#### Data entries
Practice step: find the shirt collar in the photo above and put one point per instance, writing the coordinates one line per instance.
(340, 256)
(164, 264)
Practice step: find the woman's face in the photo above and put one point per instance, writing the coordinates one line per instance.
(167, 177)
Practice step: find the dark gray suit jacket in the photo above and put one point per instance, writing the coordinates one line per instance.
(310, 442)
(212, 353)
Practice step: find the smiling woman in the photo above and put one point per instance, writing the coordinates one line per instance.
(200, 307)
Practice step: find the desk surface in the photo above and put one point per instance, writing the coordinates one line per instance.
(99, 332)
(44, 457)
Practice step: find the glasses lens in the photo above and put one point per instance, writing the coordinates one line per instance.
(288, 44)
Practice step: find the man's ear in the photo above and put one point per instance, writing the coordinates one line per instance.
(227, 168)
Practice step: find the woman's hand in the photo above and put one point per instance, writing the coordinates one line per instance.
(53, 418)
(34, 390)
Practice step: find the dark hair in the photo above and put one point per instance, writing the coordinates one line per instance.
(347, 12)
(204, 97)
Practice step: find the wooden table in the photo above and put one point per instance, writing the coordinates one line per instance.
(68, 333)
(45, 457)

#### INSTRUCTIONS FOR THE TASK
The entries listed above are to be output exactly. Leave none out.

#### RESPONSE AREA
Practice step: find the shirt collar in the photo above and put one point per instance, writing the coordinates one line per instance.
(340, 256)
(164, 264)
Practice step: find the woman's face in the photo above and put one point per instance, writing the coordinates one line per instance.
(167, 177)
Practice step: find the dark gray suit jacket in the photo above and put one point per instance, writing the coordinates one line per instance.
(310, 442)
(212, 353)
Practice step: find the smiling woman in the photo above and put one point per instance, writing the coordinates one line per instance.
(200, 307)
Practice step: find the desk surface in the photo above and put one point per instance, writing the coordinates one line per instance.
(99, 332)
(44, 457)
Practice step: find the glasses lens in the photo above and put one point per instance, writing the coordinates one line per instance.
(288, 44)
Practice step: find the man's ear in the photo above and put one point per instance, writing the coordinates one line per instance.
(227, 168)
Practice step: find the woman's hand in the photo above and put one point per instance, writing the coordinates one line per instance.
(53, 418)
(34, 390)
Practice step: find the dark hair in the photo above and put one point per instance, writing the coordinates one line per instance.
(347, 12)
(204, 97)
Practice step: find the wooden table in the photo above and put one point per instance, writing the coordinates one line per instance.
(68, 333)
(45, 457)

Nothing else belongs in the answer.